### Given information:
* * *

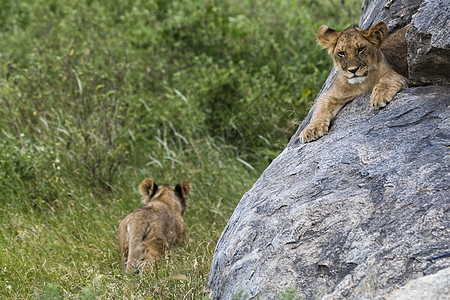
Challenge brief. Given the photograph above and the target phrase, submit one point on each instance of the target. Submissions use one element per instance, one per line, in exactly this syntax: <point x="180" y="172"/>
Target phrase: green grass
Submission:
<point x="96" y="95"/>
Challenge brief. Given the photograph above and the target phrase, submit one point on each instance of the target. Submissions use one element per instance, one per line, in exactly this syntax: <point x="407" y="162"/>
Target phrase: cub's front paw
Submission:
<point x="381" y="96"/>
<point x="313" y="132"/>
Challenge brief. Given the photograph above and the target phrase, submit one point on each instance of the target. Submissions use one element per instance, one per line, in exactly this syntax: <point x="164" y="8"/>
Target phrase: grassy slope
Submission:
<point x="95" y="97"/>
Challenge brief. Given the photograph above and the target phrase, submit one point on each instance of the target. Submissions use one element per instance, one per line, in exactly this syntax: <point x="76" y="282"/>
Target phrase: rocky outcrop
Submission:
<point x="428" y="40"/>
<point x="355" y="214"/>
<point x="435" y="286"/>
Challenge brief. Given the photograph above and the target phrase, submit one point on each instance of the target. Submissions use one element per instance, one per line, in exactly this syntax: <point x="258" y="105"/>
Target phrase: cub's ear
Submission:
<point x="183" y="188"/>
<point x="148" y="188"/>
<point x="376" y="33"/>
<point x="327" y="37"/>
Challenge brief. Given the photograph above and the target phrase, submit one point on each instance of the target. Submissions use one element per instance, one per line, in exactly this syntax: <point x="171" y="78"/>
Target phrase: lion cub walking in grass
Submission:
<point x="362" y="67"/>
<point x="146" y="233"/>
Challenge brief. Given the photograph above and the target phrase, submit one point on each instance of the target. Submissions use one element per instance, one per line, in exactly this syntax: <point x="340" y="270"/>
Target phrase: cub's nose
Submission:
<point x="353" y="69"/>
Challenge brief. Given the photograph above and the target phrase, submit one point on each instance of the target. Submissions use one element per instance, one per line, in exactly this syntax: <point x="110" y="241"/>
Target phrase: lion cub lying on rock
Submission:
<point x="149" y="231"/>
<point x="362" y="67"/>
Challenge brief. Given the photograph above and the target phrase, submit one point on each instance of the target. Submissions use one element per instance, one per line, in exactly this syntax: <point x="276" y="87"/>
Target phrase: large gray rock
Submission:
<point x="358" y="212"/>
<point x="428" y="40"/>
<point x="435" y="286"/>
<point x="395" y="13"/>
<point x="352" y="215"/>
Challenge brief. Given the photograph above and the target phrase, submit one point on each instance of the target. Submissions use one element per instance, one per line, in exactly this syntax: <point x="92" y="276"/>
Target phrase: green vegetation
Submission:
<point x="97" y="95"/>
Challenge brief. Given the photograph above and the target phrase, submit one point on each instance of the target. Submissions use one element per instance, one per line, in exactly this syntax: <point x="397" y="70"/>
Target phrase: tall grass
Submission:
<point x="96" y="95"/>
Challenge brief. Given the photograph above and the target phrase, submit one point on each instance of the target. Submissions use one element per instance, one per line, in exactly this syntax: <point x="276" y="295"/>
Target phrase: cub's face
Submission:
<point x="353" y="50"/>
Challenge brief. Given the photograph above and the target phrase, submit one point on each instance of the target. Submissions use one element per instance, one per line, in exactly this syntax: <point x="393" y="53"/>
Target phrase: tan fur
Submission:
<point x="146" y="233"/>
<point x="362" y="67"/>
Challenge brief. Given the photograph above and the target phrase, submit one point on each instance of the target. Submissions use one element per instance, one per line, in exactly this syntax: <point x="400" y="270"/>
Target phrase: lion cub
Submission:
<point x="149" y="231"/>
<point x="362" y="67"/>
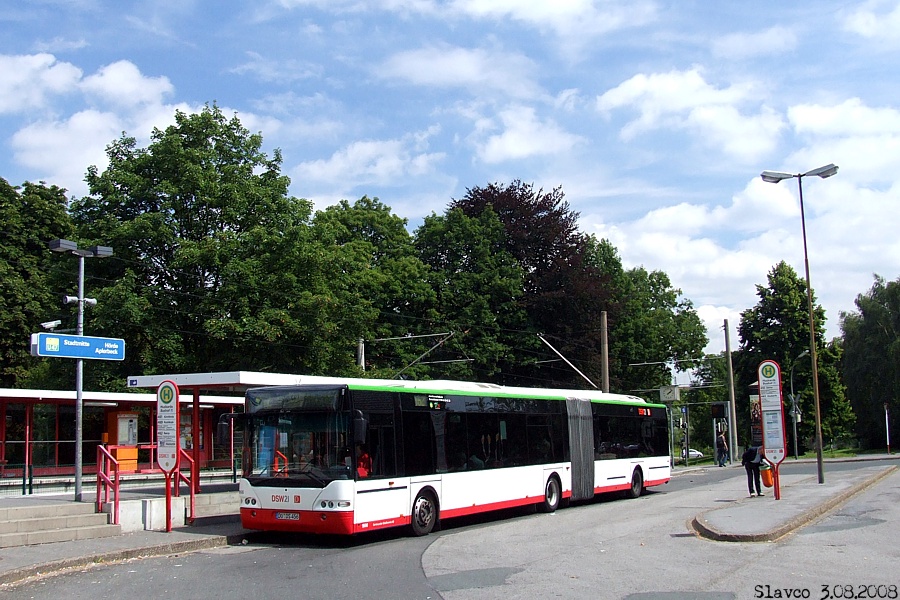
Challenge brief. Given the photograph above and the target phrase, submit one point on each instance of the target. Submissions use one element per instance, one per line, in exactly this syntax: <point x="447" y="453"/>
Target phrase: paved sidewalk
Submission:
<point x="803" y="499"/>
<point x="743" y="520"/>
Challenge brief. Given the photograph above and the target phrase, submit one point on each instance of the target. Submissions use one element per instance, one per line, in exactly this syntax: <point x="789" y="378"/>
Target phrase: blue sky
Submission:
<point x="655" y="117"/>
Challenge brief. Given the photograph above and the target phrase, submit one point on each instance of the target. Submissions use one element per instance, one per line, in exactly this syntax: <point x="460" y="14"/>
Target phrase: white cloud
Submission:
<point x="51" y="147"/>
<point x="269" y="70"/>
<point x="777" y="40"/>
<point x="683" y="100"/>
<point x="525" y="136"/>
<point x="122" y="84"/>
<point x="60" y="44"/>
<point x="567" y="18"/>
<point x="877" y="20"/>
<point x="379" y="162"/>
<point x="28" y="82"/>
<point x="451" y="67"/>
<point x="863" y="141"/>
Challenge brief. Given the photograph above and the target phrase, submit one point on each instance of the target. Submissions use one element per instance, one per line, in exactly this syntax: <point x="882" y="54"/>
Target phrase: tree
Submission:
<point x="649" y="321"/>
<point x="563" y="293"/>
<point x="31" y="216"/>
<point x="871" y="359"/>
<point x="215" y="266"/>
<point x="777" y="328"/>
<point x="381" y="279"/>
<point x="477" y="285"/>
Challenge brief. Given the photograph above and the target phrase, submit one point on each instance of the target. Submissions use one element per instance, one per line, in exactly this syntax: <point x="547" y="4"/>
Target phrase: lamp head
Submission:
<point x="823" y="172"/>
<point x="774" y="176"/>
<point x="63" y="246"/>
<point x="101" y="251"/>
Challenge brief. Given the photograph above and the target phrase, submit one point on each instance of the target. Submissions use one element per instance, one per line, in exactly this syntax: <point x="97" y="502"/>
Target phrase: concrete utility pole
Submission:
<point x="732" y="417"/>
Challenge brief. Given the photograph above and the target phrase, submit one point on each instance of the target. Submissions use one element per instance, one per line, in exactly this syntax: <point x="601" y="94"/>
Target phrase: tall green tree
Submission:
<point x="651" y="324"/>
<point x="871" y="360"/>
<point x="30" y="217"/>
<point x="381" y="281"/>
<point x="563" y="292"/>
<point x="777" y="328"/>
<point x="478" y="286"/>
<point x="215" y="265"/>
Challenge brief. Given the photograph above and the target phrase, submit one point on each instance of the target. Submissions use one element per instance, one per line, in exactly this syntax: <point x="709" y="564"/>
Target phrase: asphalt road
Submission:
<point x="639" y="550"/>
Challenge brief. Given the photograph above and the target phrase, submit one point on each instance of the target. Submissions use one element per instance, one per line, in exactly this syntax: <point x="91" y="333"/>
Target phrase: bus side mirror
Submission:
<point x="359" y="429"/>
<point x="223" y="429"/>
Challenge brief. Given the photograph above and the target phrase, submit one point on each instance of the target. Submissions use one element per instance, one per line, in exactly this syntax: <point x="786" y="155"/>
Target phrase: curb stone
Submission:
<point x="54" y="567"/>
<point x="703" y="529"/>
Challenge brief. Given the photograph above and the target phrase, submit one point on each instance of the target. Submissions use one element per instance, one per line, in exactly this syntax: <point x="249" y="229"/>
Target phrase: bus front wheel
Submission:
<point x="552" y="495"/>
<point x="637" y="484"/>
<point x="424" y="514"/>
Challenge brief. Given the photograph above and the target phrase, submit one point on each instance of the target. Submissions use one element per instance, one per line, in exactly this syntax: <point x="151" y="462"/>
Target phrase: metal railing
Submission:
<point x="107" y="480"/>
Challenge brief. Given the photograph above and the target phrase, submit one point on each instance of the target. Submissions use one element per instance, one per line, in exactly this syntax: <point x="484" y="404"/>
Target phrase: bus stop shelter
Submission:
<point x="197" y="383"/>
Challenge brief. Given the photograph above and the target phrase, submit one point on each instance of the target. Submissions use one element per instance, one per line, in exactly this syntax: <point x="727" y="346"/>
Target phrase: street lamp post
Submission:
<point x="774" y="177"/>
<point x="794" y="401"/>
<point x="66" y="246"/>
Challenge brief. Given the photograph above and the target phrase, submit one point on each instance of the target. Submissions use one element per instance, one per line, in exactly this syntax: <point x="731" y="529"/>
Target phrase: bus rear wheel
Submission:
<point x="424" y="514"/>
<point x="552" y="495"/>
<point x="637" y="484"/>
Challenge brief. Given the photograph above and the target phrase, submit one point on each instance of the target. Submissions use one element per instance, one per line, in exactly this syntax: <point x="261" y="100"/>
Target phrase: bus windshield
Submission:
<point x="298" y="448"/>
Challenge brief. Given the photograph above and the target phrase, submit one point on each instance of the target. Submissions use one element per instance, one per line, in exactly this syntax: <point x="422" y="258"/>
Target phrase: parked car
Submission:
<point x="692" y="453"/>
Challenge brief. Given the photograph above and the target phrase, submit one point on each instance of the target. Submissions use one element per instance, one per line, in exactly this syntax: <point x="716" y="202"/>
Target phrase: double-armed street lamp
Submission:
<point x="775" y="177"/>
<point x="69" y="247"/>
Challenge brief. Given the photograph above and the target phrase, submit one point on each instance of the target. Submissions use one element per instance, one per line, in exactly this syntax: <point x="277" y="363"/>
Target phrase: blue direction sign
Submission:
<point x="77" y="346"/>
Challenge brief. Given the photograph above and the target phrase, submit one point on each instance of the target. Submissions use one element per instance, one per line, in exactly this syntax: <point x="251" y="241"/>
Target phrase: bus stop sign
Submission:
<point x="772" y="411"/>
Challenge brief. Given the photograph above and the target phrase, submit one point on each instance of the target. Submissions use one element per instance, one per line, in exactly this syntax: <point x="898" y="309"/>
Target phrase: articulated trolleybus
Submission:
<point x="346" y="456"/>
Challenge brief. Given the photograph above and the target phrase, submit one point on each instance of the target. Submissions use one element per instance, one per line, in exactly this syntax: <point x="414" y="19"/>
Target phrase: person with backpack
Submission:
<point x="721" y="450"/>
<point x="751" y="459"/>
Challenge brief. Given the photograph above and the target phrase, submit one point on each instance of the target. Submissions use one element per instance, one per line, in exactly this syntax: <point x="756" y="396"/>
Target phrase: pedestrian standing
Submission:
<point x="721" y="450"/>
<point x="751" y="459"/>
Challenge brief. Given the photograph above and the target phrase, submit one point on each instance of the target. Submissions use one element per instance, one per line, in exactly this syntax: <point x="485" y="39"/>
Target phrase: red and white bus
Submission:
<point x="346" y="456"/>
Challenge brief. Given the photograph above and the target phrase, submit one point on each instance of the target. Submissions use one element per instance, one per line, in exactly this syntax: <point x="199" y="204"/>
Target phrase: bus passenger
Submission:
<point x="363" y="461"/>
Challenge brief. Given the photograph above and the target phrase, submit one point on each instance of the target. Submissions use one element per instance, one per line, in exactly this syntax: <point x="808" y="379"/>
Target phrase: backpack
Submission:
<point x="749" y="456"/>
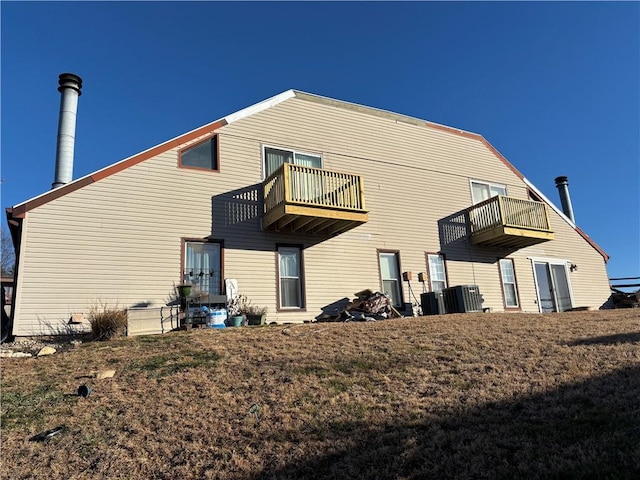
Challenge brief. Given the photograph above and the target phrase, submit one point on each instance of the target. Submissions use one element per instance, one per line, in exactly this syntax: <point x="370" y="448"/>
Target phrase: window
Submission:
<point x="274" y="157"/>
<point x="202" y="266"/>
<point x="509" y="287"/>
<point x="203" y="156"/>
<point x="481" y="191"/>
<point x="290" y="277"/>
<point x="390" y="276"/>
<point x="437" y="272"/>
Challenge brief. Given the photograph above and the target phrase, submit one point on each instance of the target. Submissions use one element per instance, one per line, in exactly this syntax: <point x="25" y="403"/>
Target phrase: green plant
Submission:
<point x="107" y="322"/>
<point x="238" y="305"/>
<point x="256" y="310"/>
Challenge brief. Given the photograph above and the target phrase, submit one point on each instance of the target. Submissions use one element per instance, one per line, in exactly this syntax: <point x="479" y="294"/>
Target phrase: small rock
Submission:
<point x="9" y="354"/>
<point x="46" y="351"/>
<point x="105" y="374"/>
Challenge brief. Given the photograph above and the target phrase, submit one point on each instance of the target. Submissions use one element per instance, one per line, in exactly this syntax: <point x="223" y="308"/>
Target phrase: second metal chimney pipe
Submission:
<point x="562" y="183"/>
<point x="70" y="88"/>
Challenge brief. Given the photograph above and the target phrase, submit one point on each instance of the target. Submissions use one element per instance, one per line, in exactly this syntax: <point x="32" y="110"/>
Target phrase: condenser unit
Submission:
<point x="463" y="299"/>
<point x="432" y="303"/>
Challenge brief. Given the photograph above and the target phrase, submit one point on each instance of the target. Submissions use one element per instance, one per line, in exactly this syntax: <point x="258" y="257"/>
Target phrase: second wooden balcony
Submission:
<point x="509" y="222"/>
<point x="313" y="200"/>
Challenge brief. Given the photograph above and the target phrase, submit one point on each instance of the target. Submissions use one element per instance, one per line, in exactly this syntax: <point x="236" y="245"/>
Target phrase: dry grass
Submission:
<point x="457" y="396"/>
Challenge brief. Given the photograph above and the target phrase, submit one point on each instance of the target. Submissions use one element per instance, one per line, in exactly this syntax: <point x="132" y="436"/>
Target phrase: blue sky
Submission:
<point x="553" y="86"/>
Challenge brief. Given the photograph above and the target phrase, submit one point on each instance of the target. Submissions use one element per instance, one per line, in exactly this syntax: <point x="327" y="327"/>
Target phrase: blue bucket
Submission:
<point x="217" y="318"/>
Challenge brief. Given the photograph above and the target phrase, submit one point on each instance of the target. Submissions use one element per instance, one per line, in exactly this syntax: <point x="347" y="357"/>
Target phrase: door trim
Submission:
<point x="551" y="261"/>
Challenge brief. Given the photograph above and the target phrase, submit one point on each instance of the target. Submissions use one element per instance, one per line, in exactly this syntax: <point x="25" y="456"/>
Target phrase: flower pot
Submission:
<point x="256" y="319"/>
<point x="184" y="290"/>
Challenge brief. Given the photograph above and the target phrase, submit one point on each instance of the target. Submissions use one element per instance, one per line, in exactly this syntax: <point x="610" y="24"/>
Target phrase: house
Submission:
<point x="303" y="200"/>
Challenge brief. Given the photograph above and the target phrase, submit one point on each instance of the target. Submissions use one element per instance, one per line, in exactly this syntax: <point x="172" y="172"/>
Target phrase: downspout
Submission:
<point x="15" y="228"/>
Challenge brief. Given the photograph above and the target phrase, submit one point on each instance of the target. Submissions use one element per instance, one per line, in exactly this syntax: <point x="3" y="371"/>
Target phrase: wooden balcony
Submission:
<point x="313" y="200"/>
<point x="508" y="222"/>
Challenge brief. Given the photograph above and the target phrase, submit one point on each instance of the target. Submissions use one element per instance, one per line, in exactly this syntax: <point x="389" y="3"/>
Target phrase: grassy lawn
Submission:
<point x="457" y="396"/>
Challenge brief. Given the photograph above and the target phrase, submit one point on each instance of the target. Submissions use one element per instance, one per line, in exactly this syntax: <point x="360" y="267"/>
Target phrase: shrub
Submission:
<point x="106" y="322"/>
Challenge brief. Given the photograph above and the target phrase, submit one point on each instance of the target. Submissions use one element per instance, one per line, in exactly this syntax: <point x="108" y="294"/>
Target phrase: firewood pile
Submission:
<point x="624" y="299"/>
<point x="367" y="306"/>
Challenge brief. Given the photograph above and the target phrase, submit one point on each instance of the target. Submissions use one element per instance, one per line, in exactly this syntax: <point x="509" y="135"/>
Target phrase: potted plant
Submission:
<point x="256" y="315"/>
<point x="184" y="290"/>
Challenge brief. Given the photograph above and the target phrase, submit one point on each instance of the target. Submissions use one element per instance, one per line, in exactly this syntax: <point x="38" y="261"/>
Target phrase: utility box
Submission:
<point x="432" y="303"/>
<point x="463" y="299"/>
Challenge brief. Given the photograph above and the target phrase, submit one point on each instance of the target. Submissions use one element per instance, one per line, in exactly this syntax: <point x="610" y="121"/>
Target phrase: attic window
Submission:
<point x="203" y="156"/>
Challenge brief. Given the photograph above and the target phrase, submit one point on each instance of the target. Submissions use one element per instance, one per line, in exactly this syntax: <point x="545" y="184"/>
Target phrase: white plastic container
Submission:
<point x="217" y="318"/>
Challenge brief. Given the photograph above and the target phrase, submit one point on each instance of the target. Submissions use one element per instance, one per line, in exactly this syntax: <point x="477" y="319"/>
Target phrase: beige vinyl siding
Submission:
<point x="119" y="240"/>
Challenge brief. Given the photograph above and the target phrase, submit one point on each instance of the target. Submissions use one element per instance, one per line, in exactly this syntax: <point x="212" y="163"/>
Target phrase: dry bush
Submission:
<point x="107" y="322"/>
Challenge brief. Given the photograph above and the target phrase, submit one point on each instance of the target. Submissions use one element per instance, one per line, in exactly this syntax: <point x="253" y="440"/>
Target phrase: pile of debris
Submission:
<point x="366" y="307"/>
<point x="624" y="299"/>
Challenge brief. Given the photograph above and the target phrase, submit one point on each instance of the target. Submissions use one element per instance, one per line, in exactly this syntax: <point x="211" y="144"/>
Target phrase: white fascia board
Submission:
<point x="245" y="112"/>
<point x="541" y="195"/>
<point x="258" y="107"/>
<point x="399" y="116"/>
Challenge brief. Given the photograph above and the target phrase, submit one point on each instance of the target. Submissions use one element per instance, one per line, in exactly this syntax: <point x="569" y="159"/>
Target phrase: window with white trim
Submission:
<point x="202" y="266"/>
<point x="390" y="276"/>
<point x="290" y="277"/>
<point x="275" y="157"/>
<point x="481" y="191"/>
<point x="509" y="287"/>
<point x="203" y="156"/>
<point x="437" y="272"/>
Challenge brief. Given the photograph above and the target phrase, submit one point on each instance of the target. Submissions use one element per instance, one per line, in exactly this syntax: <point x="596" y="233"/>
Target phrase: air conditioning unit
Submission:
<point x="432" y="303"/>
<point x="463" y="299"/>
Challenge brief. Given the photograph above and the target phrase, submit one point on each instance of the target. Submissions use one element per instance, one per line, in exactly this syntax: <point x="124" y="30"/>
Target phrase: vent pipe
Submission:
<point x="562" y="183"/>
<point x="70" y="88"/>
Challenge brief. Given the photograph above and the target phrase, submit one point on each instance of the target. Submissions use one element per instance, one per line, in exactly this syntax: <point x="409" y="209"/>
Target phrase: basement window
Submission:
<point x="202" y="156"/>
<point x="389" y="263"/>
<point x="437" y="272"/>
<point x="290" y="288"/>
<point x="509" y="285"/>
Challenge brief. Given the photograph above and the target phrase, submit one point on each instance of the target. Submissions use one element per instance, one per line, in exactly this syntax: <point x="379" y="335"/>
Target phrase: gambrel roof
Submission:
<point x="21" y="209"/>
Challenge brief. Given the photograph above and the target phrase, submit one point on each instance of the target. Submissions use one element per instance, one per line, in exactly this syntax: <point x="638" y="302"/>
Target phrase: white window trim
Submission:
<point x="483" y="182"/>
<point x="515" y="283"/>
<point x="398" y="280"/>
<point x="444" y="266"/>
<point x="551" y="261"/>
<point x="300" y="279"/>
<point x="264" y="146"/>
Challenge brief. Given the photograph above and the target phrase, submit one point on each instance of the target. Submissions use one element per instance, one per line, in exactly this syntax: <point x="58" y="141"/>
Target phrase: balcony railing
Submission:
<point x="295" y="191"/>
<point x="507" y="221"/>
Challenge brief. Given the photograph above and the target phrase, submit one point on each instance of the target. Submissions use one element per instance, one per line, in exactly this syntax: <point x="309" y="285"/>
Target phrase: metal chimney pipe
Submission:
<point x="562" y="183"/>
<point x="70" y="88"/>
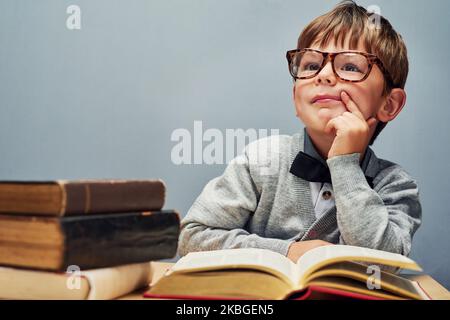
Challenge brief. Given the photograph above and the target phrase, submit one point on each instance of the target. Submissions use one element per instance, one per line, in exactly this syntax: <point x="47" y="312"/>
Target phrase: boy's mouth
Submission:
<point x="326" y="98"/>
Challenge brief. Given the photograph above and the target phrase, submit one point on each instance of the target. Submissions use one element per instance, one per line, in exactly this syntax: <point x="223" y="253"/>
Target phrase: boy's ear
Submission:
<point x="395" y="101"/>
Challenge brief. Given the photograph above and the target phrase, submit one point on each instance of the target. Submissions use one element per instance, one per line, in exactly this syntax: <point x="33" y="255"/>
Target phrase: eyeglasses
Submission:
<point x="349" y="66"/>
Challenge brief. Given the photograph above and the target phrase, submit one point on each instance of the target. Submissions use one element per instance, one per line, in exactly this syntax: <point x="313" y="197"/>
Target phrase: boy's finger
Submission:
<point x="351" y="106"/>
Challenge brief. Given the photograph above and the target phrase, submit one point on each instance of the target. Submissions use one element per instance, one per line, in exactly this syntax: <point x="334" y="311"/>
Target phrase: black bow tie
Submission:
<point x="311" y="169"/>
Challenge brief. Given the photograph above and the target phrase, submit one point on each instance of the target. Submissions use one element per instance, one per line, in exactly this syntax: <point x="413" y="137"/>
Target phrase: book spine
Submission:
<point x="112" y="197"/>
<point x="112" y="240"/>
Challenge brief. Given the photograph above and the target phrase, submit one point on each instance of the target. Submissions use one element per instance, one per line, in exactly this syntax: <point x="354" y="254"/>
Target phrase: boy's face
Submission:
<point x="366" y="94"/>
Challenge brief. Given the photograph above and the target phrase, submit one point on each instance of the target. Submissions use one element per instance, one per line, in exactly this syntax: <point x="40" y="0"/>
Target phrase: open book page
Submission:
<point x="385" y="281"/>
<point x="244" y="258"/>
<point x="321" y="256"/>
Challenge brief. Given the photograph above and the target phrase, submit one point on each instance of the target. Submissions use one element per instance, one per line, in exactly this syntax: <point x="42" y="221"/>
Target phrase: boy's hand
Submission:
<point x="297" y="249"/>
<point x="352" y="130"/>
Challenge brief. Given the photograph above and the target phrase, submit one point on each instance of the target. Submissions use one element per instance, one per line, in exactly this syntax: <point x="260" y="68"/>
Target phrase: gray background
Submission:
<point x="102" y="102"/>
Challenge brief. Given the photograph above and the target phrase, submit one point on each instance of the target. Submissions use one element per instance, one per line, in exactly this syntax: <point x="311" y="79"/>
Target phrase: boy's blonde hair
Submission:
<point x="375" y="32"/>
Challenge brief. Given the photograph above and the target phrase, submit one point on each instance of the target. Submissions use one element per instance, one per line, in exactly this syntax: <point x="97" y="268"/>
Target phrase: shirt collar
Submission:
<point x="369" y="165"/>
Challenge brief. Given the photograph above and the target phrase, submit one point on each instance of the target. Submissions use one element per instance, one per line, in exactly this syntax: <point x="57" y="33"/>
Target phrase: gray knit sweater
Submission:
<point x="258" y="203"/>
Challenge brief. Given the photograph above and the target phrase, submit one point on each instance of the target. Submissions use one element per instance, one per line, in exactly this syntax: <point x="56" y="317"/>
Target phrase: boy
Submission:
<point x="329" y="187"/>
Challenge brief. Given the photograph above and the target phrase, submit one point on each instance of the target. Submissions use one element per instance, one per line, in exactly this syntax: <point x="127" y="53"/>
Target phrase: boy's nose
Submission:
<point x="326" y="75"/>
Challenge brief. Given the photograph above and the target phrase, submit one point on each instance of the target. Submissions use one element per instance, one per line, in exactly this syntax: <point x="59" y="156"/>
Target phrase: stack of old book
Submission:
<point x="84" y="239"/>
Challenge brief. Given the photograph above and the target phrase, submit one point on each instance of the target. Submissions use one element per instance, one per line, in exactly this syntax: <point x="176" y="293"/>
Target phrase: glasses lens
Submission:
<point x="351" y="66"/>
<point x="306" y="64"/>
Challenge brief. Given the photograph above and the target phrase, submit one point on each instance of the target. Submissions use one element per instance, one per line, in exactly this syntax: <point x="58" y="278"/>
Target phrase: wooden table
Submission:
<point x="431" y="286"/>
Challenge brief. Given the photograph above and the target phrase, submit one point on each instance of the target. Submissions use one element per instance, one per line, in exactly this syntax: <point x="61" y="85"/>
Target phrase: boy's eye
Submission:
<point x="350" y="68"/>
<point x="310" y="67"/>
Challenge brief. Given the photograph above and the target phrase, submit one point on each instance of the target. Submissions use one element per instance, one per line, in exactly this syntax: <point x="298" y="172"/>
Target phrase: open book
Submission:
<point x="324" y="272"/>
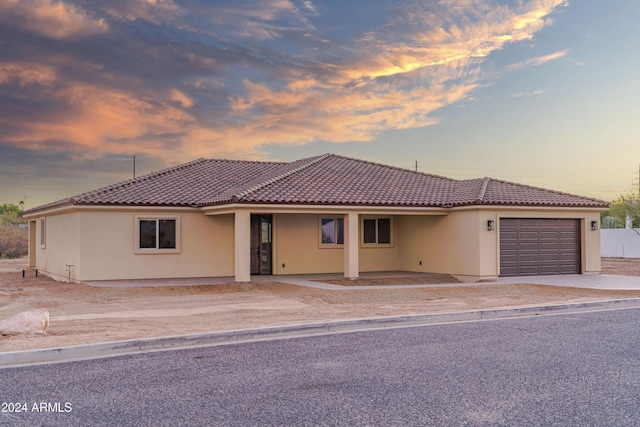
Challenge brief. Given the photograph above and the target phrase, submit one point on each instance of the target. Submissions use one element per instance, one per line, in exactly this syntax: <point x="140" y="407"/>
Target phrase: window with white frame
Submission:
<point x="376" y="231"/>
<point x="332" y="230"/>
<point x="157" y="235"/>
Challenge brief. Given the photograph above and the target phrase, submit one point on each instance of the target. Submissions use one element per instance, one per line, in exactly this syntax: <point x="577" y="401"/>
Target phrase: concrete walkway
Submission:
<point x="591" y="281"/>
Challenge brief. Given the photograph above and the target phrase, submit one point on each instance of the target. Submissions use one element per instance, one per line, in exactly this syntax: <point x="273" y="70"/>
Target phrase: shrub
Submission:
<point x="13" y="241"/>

* * *

### Aim of the exercise:
The answer consists of the lines above that include the word "sign", each copied exactly.

### Solution to the problem:
Target phrase: blue direction sign
Target phrase: bus stop sign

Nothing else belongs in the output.